##### Working data

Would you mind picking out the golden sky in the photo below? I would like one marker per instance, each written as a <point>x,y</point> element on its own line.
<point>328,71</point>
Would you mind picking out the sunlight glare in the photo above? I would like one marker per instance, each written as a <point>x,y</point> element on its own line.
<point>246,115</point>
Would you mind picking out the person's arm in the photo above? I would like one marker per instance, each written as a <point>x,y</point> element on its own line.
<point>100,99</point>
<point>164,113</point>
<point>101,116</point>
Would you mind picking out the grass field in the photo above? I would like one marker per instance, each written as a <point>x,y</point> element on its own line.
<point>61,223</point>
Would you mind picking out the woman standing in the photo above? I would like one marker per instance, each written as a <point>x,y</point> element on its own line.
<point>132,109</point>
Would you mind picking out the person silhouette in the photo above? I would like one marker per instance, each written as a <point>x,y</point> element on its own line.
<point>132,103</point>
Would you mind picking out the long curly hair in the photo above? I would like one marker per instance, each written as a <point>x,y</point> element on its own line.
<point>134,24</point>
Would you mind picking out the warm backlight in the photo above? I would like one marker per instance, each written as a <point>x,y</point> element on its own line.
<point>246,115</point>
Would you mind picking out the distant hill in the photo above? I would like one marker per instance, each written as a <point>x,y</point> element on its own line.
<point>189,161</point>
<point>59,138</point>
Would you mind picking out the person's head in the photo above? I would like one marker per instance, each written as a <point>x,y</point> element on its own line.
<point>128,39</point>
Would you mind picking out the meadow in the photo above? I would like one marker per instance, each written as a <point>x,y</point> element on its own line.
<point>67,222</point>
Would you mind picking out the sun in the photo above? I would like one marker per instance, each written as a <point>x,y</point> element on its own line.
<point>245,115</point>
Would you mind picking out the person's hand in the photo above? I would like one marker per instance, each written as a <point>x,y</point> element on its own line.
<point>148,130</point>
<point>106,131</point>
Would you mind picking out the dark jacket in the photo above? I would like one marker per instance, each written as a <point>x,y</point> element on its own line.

##########

* **Description of the task**
Each line from the one holding "Would you mind picking out the person's hand" through the last line of the data is to be transcribed exactly, with nothing else added.

* **Answer for the task**
Would you mind picking out the person's hand in the photo above? I would like one marker per instance, each written as a <point>x,y</point> element on its own line.
<point>148,130</point>
<point>106,131</point>
Would you mind picking out the dark jacket in the photo above? I would like one marker per instance, each written as a <point>x,y</point> element on its own line.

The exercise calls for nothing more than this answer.